### TEXT TO READ
At the height of "operation freedom" – 'bringing democracy and freedom to the people of Iraq' – the then US Defence Secretary Donald Rumsfeld, when asked if democracy and freedom had been achieved in Iraq, said; "there are things we know we know. We also know there are known unknowns; that is to say we know there are some things we do not know. But there are also unknown unknowns - the ones we don't know we don't know."
This has been the state of political parties in Uganda. The NRM and the sets of democratic principles they subscribe to, have remained an enigma; and in Rumsfeldian speak, ' unknown unknowns-the ones we don't know we don't know.'
For a society to politically progress, that society should first understand its own system of governance. The problem with Uganda is that political parties have never understood the NRM/A ideology; and the "political arena" in which they were coerced into and continue to practice today. In the "opening up of political space", political parties as always, were hypnotised into believing that the NRM/A's newly acquired love for multi party politics, meant democracy as we conventionally know it.
So as 2016 draws nigh, we are forced to wonder, where are political parties and Uganda headed?
The answer is simple: judging from past trends, it is conceivable that President Museveni will remain at the helm of affairs long into the foreseeable future. It is also conceivable that after all the hue and cry about how the NRM has plundered the nation's treasury and formally instituted corruption and cronyism, Ugandans will yet again vote Museveni back to power by “overwhelming Majority.”
Its no wonder the sycophants as usual are already singing his praises to high heavens. Some are whispering sweet "7th term" and "visionary" music to his ears, the kind of music a revolutionary likes to hear.
In his last publication titled Nineteen Eighty-Four (1984), George Orwell, when writing about the Russian Revolution observed: “a revolution seeks power entirely for its own sake…” It leaders said, “we are not interested in the good of others; we are interested solely in power, pure power. What pure power means you will understand presently. We are different from the oligarchies of the past in that we know what we are doing. All the others, even those who resembled ourselves, were cowards and hypocrites. We are not like that. We know that no one ever seizes power with the intention of relinquishing it. Power is not a means; it is an end. One does not establish a dictatorship in order to safeguard a revolution; one makes the revolution in order to establish the dictatorship. The object of persecution is persecution. The object of torture is torture. The object of power is power."

### INFORMATION SUPPLIED

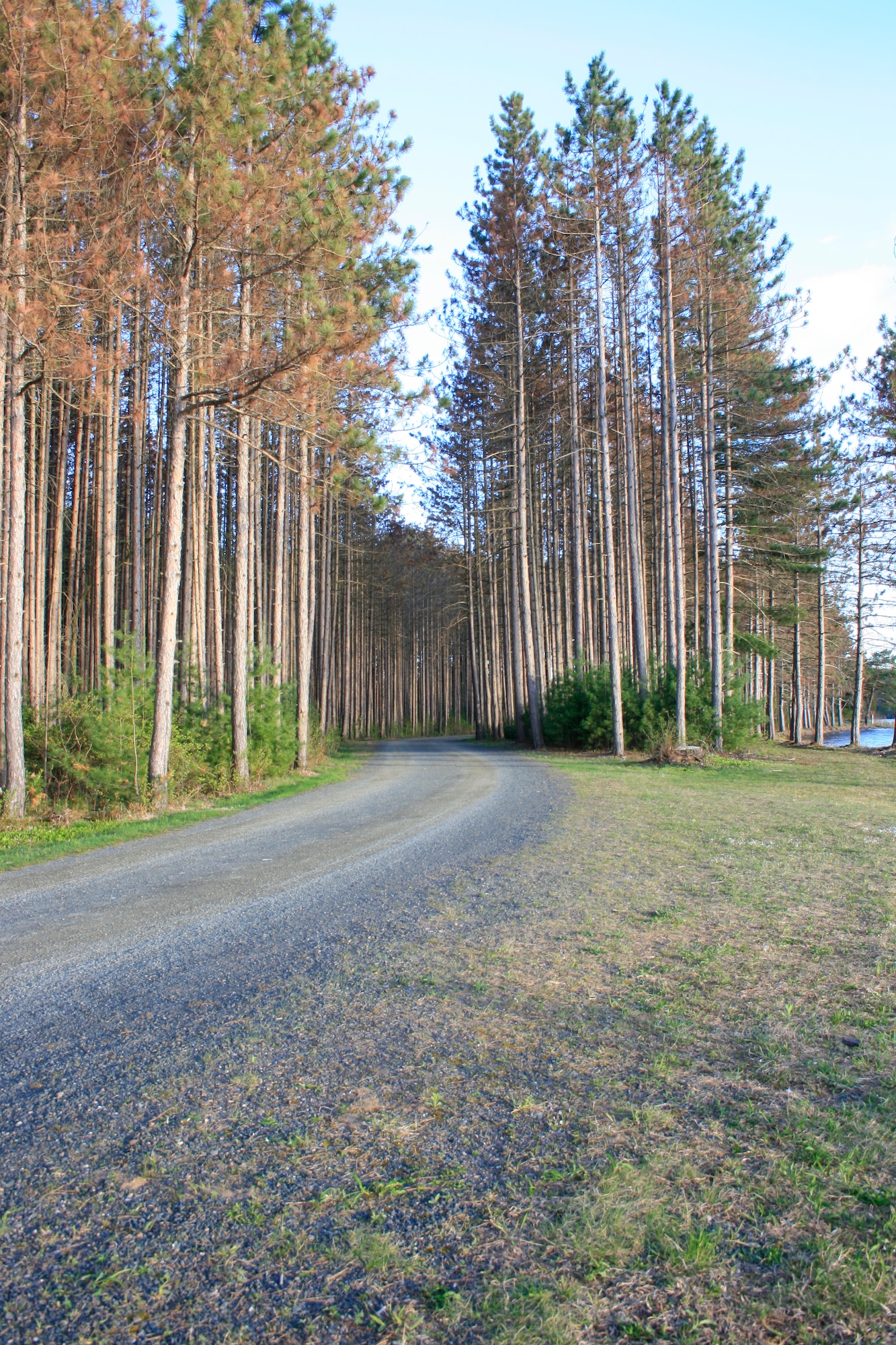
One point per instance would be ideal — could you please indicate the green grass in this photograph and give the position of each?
(599, 1091)
(34, 841)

### TASKS AND EXERCISES
#1 In the piece on Uganda's political parties, translate this sentence into Spanish: "For a society to politically progress, that society should first understand its own system of governance."
#2 Why does the piece on Uganda's political parties describe their state with Rumsfeld's phrase "unknown unknowns"? Answer in one to three sentences.

### SOLUTION LIST
#1 Para que una sociedad progrese políticamente, esa sociedad debe primero comprender su propio sistema de gobierno.

#2 The NRM and the democratic principles it subscribes to have remained an enigma. Political parties have never understood the NRM/A ideology or the political arena they were coerced into and still practice in.